Work through the data below line by line and say how many lines hold "wing"; give only the number.

Task inputs:
------------
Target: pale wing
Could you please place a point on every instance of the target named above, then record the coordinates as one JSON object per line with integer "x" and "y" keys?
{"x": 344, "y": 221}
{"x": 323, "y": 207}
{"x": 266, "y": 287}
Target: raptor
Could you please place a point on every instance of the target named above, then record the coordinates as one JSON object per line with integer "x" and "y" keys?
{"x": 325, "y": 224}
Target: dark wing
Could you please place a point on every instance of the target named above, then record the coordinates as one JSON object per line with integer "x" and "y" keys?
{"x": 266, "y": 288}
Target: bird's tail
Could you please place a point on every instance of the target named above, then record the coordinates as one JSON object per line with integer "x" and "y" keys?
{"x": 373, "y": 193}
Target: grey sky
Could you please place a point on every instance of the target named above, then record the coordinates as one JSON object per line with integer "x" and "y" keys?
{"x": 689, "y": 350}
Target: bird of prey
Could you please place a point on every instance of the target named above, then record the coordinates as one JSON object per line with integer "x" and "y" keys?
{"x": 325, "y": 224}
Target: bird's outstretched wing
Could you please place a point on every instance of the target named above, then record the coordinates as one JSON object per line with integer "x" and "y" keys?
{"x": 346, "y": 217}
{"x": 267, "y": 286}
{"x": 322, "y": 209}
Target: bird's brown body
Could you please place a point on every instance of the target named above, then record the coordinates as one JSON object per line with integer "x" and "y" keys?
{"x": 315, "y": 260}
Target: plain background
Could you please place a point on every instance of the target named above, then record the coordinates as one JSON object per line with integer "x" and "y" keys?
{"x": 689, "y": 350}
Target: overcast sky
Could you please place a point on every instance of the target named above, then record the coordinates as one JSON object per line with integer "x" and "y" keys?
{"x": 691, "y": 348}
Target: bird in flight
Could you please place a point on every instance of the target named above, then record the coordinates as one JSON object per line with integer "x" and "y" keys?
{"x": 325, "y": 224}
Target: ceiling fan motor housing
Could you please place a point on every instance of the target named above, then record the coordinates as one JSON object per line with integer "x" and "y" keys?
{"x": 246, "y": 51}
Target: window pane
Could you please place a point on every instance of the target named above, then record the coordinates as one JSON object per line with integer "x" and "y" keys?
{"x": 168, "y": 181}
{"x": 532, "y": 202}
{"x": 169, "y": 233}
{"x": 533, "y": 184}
------------
Response to the task: 3